> _TEXTE PRÉSENTÉ_
* * * * * * *

Au bord de l’extinction au tournant du siècle, des dauphins d’eau douce reviennent en nombre sur le fleuve Indus au Pakistan, grâce au travail acharné des mêmes pêcheurs qui avaient failli les mener à la disparition.
Reconnaissables à leur rostre long et étroit, les dauphins de l’Indus vivaient autrefois sur toute l’étendue de ce cours d’eau qui coule de l’Himalaya à la mer d’Arabie. Aujourd’hui, ils restent concentrés sur une toute petite portion du fleuve, longue de 180 km, dans la province méridionale du Sindh. Voir les dauphins surgir hors de l’eau boueuse de l’Indus pour inspirer de l’air n’était pas rare. Mais sur les berges, la plupart des villageois ignoraient que les cétacés étaient au bord de la disparition. « Nous avons dû expliquer que c’était une espèce unique, qu’on ne trouvait que sur l’Indus et nulle part ailleurs« , explique à l’AFP Abdul Jabbar, qui a abandonné son métier de pêcheur pour contribuer à la sauvegarde de l’espèce, en patrouillant à moto les bords du canal de Dadu. La construction, à partir de la fin du 19e siècle, d’une vingtaine de barrages sur l’Indus, afin d’irriguer les plaines agricoles du centre du pays, a fragmenté l’habitat du dauphin, qui en été lors de la saison sèche s’est retrouvé incapable de regagner des zones plus propices du fleuve. Il a aussi souffert de la pêche non régulée, qui tarit ses réserves alimentaires, et de la pollution du fleuve causée par le déversement des eaux usées de villes en expansion et les produits chimiques des usines environnantes. Selon l’Union internationale pour la conservation de la nature (UICN), le dauphin de l’Indus figure sur la liste rouge des espèces menacées et 1.200 spécimens étaient encore en vie au début du siècle, soit deux fois moins que dans les années 40. Pour tenter d’infléchir la tendance, les services pakistanais de protection de la faune ont lancé une campagne de sensibilisation auprès des communautés locales de pêcheurs.

* * * * * * *

> _CONSIGNE DONNÉE A_
Indiquez combien de lignes des enregistrements contiennent la chaîne "white", en tenant compte de la casse. Répondez uniquement par ce nombre.
Les enregistrements n'ont aucun lien avec le texte sur les dauphins de l'Indus.

Extraits d'un jeu de données d'annotation de localisation:
* * * * * * *

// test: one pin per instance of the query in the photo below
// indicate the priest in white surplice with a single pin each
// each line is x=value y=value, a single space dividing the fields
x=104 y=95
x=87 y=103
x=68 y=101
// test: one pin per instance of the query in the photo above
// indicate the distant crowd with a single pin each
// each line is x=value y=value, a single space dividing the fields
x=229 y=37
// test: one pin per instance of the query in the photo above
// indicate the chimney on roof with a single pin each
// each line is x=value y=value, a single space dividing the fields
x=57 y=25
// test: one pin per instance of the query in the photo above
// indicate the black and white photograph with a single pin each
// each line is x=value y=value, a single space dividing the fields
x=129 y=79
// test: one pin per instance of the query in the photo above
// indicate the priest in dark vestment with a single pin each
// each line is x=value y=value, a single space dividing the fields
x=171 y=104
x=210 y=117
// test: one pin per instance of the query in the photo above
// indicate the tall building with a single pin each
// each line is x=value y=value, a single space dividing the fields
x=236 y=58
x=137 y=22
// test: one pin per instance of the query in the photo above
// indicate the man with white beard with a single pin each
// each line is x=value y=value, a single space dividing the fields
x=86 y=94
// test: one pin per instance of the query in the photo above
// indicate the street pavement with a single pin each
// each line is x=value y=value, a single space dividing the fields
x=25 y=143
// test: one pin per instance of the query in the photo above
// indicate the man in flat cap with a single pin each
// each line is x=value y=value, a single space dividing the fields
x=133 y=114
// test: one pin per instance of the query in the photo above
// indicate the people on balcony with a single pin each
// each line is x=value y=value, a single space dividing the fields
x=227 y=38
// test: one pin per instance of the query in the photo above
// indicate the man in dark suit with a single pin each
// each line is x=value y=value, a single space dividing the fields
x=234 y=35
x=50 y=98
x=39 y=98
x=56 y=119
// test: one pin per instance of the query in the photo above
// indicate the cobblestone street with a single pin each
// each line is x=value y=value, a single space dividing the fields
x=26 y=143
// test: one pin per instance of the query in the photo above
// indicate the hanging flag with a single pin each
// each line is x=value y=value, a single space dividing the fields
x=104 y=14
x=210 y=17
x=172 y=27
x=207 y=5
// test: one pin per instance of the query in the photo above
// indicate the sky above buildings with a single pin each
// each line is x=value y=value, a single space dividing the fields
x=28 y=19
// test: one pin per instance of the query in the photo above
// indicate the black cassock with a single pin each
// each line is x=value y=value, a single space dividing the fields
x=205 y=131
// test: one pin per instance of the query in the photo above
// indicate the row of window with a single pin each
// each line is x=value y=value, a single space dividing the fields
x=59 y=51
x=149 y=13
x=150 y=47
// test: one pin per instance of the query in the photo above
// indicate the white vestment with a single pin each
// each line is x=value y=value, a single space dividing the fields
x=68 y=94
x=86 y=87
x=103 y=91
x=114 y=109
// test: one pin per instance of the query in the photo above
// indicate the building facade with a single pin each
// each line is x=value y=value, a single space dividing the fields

* * * * * * *

> _CONSIGNE DONNÉE B_
Répondez aux questions suivantes d'après le texte sur les dauphins de l'Indus.
(i) Quelle est la longueur de la portion du fleuve où les dauphins restent aujourd'hui concentrés ?
(ii) Combien de barrages ont été construits sur l'Indus à partir de la fin du 19e siècle ?
(iii) Selon l'UICN, combien de spécimens étaient encore en vie au début du siècle ?

> _RÉPONSE FINALE A_
4

> _RÉPONSE FINALE B_
(i) 180 km.
(ii) Une vingtaine.
(iii) 1.200.